Please output only the lines that run from the line containing "Look at the photo above. For each instance of the stone" through the end of the material below, exactly.
-- BEGIN Given data --
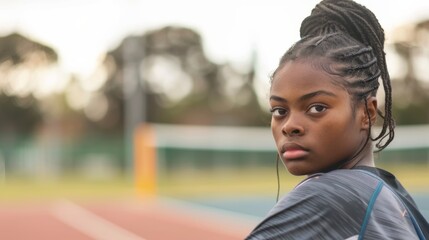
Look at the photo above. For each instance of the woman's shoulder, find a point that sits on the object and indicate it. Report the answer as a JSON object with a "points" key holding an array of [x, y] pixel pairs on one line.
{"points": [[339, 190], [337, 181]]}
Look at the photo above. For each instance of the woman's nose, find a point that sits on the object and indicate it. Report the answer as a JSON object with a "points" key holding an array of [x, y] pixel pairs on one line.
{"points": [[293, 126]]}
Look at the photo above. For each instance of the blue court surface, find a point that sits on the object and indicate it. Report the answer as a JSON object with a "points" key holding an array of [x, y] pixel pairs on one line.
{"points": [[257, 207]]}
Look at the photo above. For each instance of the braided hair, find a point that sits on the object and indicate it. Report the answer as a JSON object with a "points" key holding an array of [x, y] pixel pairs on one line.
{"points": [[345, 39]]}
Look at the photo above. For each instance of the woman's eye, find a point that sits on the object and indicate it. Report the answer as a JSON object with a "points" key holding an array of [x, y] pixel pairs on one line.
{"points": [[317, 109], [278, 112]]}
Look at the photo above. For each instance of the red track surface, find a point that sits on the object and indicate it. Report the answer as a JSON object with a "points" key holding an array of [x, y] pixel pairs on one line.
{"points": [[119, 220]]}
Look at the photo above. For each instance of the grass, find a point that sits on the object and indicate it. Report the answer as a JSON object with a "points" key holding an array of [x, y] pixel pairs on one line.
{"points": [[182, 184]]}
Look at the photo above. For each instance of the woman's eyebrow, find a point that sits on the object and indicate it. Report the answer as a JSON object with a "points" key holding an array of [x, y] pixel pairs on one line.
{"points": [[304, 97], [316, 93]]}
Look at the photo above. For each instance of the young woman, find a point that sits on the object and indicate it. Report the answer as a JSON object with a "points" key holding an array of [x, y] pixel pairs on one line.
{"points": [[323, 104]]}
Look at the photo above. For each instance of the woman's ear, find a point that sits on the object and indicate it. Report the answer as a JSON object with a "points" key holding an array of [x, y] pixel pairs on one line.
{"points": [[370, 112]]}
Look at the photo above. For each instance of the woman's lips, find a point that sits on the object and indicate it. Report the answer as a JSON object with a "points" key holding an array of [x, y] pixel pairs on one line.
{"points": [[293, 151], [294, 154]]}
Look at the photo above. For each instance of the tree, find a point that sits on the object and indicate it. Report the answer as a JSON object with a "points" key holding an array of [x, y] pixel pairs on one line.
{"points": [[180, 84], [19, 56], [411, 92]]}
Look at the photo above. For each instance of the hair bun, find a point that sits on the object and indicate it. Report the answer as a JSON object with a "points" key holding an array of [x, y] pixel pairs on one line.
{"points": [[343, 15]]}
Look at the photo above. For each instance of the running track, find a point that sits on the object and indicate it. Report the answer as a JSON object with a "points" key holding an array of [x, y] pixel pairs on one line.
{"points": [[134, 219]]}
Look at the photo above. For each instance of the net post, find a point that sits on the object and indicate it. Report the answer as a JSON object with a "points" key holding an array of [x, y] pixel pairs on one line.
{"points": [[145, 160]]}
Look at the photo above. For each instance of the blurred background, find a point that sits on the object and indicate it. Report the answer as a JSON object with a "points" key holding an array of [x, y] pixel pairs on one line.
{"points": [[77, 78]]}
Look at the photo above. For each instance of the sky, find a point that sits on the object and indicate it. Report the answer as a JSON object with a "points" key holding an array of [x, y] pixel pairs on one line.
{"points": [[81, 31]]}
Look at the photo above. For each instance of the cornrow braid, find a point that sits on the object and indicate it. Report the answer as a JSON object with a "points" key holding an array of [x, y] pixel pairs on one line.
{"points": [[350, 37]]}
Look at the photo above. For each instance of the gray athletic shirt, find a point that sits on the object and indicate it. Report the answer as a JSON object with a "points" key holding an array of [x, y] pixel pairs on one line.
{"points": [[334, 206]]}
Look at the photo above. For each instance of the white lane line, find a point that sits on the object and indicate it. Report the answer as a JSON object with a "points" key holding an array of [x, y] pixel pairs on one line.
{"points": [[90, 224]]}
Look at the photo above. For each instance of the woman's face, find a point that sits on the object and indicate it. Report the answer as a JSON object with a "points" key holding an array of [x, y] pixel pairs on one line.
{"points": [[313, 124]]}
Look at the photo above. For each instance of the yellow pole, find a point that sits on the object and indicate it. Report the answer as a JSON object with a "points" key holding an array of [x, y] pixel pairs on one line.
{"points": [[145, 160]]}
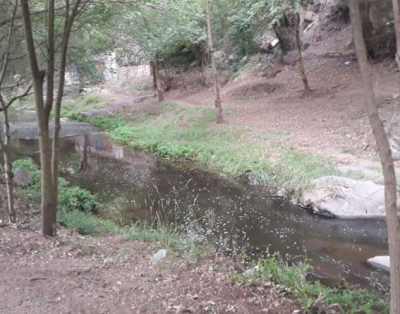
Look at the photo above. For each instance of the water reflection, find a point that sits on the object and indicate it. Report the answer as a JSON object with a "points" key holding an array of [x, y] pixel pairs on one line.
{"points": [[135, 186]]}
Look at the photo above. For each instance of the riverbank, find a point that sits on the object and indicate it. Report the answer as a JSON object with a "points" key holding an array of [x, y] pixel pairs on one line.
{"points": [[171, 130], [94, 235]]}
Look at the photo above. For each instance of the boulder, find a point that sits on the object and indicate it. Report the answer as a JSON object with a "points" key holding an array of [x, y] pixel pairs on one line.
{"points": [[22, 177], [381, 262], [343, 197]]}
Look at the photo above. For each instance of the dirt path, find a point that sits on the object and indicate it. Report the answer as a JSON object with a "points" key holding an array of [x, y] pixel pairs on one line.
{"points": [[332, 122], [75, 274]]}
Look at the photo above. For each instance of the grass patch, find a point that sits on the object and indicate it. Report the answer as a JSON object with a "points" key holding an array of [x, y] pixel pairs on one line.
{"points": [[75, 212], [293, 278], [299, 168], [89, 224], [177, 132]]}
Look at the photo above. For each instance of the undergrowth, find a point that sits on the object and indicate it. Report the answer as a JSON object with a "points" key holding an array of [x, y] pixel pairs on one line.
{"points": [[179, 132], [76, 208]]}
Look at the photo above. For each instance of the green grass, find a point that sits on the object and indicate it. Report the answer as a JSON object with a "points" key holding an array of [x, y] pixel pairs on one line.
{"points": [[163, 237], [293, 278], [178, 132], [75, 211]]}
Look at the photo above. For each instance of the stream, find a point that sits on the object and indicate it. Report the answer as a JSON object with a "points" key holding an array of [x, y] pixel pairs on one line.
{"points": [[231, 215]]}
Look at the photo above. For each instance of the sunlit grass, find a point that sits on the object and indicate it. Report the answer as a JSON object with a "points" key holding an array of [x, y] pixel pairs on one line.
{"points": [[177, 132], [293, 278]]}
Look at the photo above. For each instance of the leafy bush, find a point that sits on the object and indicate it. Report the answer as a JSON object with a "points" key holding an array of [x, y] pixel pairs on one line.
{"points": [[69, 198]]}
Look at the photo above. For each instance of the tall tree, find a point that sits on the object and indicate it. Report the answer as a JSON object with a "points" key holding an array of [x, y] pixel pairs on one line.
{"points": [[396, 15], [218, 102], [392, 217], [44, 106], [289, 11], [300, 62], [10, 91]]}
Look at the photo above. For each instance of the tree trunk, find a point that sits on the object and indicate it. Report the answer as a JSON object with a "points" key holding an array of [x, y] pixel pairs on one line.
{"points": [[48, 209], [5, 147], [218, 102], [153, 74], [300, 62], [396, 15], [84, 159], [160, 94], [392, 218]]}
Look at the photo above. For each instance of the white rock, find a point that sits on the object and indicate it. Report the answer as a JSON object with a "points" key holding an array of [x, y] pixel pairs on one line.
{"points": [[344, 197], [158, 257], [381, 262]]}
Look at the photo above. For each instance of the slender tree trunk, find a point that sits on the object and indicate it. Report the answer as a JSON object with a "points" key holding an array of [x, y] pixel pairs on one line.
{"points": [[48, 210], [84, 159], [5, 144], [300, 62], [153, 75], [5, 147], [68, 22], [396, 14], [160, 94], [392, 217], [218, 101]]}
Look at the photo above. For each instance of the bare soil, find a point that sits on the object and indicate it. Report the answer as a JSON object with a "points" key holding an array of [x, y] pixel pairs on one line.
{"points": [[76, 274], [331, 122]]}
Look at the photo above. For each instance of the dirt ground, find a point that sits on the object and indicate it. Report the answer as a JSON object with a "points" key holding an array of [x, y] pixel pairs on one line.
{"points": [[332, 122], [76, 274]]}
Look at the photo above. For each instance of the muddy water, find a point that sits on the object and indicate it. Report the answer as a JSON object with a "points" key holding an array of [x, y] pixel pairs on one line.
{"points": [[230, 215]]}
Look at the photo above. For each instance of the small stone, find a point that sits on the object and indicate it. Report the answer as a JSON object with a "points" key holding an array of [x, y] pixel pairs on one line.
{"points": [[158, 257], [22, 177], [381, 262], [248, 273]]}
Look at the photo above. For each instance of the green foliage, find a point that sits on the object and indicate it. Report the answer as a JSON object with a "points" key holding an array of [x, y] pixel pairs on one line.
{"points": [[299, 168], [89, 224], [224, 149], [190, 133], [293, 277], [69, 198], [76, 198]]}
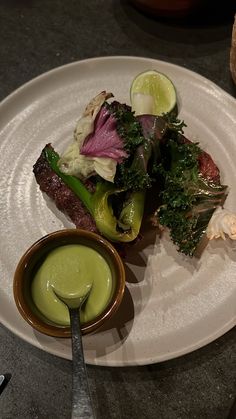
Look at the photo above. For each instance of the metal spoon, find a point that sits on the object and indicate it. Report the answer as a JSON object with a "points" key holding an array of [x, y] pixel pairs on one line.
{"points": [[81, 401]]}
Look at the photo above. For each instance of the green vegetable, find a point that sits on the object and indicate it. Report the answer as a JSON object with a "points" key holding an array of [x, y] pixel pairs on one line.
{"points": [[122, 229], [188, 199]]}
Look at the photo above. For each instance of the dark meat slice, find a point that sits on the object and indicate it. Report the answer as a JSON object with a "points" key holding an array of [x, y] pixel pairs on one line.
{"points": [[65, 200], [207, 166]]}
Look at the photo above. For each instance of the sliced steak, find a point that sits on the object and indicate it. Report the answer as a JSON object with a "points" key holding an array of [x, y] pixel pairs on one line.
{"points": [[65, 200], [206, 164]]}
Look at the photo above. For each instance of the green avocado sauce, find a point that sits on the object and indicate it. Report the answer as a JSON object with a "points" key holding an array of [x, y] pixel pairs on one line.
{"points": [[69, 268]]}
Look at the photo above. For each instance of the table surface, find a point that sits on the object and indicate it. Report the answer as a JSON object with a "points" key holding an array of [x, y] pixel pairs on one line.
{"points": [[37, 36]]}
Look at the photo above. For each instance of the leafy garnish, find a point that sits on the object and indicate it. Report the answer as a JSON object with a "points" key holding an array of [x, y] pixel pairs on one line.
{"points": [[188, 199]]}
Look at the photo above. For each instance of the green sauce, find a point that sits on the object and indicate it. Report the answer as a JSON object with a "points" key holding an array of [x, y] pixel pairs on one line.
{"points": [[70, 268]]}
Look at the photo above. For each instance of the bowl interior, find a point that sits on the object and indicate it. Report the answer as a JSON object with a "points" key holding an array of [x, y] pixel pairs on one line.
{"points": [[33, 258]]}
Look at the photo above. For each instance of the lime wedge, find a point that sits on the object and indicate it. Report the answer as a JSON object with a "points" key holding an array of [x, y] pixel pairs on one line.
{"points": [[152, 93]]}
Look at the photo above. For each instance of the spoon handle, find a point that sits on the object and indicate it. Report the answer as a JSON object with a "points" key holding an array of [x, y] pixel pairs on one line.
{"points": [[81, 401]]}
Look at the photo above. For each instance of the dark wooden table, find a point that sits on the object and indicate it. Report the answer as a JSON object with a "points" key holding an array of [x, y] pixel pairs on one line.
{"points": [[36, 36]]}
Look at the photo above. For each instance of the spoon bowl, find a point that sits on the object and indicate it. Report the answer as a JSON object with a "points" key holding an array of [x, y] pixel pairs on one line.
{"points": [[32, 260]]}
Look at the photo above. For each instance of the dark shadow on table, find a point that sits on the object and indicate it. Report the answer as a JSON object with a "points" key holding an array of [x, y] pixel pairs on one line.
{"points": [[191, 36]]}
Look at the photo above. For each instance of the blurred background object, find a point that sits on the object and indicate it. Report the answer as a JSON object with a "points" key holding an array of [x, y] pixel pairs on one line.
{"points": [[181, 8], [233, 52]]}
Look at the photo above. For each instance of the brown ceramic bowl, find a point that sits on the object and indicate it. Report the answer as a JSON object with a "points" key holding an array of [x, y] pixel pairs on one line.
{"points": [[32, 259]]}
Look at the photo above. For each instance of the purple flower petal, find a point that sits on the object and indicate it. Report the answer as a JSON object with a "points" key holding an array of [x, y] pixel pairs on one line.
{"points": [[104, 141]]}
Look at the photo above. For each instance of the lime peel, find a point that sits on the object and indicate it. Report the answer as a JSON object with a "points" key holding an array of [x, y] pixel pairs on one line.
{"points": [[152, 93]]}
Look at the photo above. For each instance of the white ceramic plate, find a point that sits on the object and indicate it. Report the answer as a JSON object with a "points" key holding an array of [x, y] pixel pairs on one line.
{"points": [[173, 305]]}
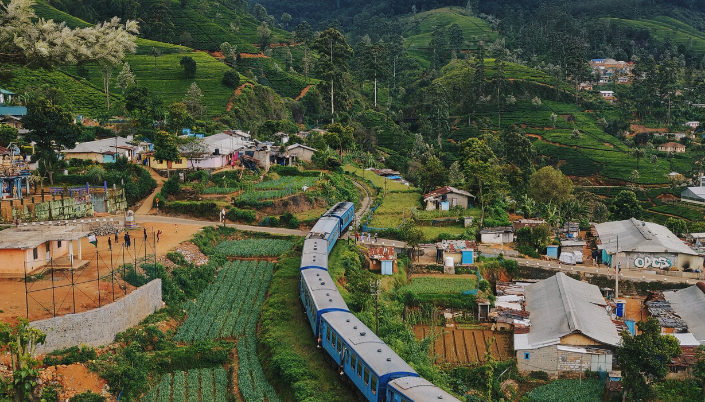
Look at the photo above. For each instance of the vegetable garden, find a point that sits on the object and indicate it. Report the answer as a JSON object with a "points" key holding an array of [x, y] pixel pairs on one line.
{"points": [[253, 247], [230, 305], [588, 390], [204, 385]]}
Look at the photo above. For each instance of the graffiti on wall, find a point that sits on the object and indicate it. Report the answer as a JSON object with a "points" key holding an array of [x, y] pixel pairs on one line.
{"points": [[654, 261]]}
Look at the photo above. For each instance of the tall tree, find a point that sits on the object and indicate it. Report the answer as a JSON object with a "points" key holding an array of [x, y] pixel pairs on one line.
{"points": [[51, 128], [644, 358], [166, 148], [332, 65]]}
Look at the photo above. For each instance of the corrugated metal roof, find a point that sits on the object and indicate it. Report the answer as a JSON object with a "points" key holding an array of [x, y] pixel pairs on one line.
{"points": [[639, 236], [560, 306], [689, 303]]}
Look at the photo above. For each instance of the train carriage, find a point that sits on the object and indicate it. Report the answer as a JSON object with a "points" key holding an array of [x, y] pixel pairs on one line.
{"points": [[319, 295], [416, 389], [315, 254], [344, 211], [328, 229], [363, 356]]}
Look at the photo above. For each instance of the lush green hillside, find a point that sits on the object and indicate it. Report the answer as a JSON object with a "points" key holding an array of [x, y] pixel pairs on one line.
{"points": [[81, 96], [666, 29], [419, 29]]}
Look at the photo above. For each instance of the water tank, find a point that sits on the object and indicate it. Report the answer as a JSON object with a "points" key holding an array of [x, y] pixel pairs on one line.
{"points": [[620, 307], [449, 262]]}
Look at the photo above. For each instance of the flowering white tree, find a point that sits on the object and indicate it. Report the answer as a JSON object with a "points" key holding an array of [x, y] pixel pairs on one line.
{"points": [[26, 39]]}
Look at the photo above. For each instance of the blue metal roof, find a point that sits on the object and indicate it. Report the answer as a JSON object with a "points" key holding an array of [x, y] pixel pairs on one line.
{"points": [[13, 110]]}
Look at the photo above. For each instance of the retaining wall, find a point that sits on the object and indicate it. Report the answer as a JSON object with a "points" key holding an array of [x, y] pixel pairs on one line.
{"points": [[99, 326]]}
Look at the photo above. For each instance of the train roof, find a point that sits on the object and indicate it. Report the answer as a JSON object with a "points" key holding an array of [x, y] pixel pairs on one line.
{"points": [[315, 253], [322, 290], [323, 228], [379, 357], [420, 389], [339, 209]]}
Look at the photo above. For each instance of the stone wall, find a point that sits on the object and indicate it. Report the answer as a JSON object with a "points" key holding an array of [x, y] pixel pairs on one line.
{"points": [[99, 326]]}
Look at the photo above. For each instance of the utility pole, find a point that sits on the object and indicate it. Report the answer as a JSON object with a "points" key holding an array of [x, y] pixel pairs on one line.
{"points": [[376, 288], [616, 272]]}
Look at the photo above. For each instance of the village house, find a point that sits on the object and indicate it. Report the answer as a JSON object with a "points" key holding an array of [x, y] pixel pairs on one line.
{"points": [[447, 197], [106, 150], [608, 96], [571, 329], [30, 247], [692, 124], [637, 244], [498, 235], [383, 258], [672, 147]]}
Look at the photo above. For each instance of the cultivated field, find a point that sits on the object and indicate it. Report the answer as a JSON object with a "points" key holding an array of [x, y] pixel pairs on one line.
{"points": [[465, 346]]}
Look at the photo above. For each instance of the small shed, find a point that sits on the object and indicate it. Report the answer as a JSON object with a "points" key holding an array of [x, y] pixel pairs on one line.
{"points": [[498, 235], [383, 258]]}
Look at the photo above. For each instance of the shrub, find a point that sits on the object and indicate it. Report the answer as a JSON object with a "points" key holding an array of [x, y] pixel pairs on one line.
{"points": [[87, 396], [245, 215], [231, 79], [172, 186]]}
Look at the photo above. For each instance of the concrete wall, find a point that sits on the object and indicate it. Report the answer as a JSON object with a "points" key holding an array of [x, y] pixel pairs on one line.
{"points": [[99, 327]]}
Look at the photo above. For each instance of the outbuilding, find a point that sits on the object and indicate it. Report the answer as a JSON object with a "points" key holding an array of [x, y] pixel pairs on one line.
-- END Given data --
Final result:
Look at the photo above. For each instance of the stone wall, find a point that sits on the object and indicate it. Report the answer as a JSON object with a "points" key holding an array of [x, y] pixel pairs on one line.
{"points": [[99, 326]]}
Look at the photo above. For each instance of the utility pole, find a point that sits on the object and indicate it. Report the answer as a JSON object with a "points" key holding an array of [x, y] pixel pairs on one line.
{"points": [[376, 288], [616, 272]]}
Look at the photo above. For each instance of the village house, find a point that sits on the object and indicate it. Report the answer as a JSON object with a "points" key holding an array of [x, y] pixel pairs on one line.
{"points": [[447, 197], [106, 150], [608, 96], [571, 329], [30, 247], [692, 124], [637, 244], [498, 235], [383, 258], [672, 147]]}
Look at the photo above. For each instance of the cultivated field, find a point that sits on the object and indicate it. Report the answer as a JSON object with a "points" key holding an array of [x, y] pixel pairs on one line.
{"points": [[465, 346]]}
Look at the photo above. For each instance of the small shed, find a point that sits on the object and indicate it. Report the answer as a JSON object with a "points" key holding an array of [x, y] pixel pairs on one line.
{"points": [[498, 235], [383, 258]]}
Look at the photo above. For each instance of the shrub, find a point that sits on the object and indicate it. Report the answer as a JSON object with a "points" key holding an array of [x, y] pixel pairs on one line.
{"points": [[87, 396], [245, 215], [231, 79], [172, 186]]}
Look at the photo above. For each instance of the concrete wall, find a point that sits on the object and indicate it. Report the answer as a JSON object with a "points" key holding an array of [x, y] pixel pairs on one line.
{"points": [[99, 327]]}
Look at the photo above. For each instance of the outbuilding, find a point that sits on the object and indicate it. Report the answer as a JSON object with a "points" key holding an array of [x, y] pixel pairs on one line.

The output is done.